**** Provided records ****

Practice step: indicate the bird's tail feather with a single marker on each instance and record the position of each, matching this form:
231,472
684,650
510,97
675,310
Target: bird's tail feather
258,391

****
**** Provided records ****

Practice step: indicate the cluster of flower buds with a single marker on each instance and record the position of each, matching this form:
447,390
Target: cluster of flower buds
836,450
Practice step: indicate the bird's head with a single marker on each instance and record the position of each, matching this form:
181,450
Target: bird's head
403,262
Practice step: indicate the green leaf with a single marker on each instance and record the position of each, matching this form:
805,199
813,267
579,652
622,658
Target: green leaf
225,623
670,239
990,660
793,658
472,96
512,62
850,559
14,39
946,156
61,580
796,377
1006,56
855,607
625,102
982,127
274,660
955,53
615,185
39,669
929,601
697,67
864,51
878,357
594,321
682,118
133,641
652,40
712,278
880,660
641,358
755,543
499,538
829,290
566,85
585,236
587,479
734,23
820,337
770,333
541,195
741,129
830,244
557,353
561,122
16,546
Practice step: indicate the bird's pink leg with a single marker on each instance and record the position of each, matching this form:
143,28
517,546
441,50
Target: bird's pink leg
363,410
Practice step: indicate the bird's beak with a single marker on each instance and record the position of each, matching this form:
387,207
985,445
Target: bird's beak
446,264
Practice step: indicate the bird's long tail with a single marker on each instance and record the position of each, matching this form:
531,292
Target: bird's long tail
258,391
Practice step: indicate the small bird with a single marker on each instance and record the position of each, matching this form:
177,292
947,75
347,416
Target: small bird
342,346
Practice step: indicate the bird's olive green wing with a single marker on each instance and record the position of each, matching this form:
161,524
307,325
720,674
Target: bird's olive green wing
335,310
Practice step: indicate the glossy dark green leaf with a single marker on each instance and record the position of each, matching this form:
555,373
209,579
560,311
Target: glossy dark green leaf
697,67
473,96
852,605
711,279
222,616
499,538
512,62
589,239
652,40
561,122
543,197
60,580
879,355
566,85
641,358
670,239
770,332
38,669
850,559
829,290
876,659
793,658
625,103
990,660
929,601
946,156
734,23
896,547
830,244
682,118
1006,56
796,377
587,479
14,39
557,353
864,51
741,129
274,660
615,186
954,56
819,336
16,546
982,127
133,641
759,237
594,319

****

Instructions to follow: Which lines of the data above contain "step"? Copy each one.

Expected answer:
Practice step: indicate the bird's tail feather with a single marker on each instance and record the position of each, matching this form:
Practice step: indicate the cluster of flower buds with a single marker on each instance and record the position of each, matching this form:
Practice step: indicate the bird's head with a single marker on each instance and record the position of each, matching this form:
Practice step: indicate the green leaf with a single marker on each instance and record the position of each, matching this form:
Practice step: indicate the bird's pink leg with a single marker on each instance and record the position of each, matching this form:
Practice step: indicate the bird's beak with a single marker on each instance and record the position of each, matching this form:
Practice step: indicate the bird's long tail with a single marker on each instance and record the position of each, matching this form:
Practice step: indicate the small bird with a single marker on each instance and record the position of each, matching this form:
Practice step: indicate the bird's olive green wing with a single marker on each instance and record the position of each, matching this form:
Practice step: indicate the glossy dark green leaf with a single marker on each instance and record the position of each, matching this form:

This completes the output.